PROBLEM TO SOLVE: Reproduce the material below with "brown" swapped for "white" and everything else unchanged, omitting the pictures.
= = = = = = =
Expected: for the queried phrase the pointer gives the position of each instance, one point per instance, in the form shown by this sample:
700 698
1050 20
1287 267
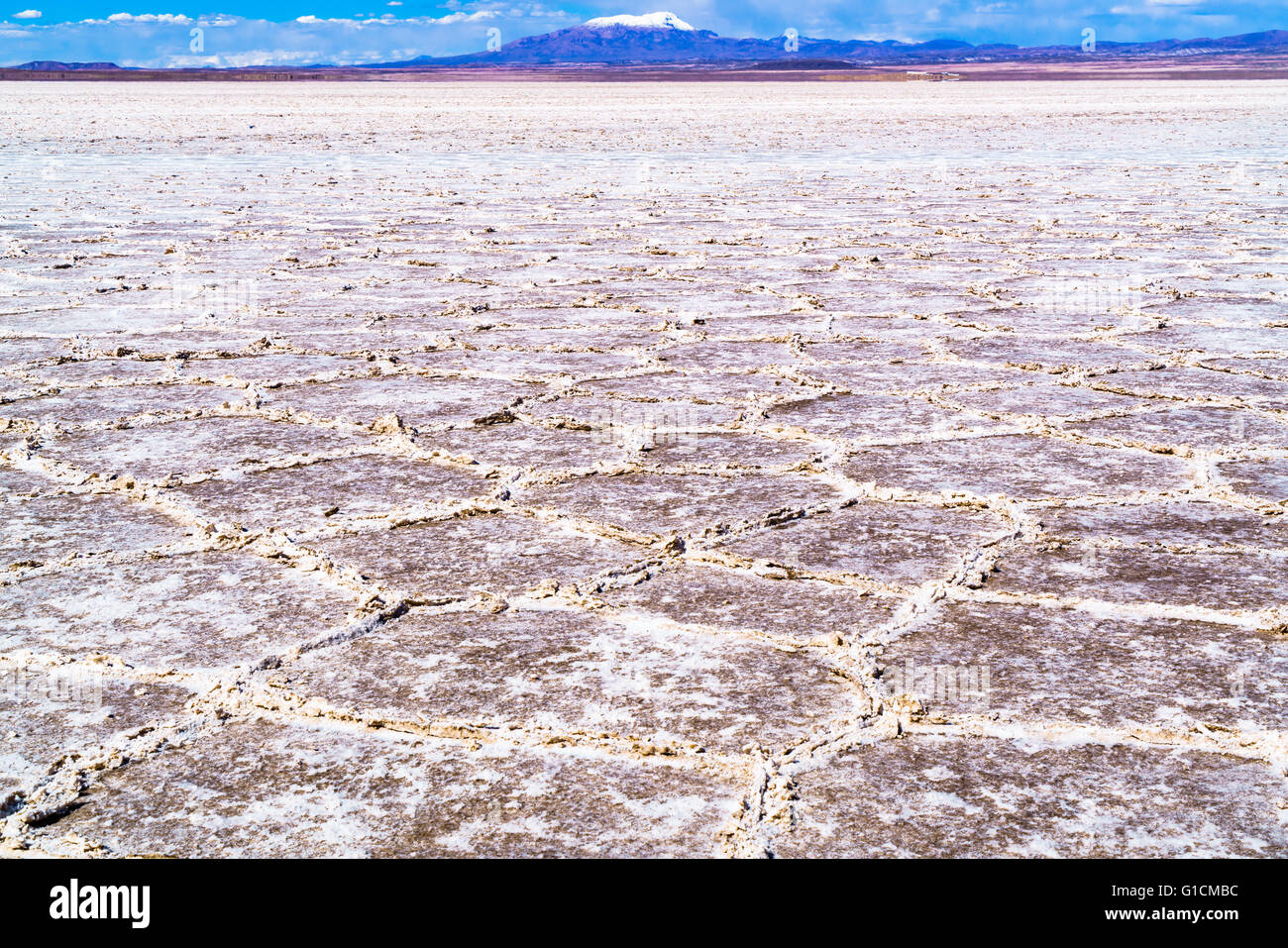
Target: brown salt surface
1266 479
193 446
1019 466
1180 523
1197 427
305 496
1025 662
261 789
48 712
417 399
922 796
707 386
679 502
1188 381
634 678
520 445
205 609
896 543
1227 581
1044 398
728 599
501 553
903 376
870 417
108 403
53 527
717 447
= = = = = = =
THE SOLUTION:
Expected: for the queried phrase the pointer gives the position of each instance, one point per instance, in the form shown by this sample:
700 698
1050 20
1287 267
Target: white salt surface
1266 479
193 446
1019 466
1180 523
1197 427
305 496
1025 662
261 789
48 712
417 399
922 796
707 386
679 502
1188 381
634 678
520 445
205 609
896 543
1227 581
1044 398
728 599
501 553
903 376
870 417
108 403
53 527
717 447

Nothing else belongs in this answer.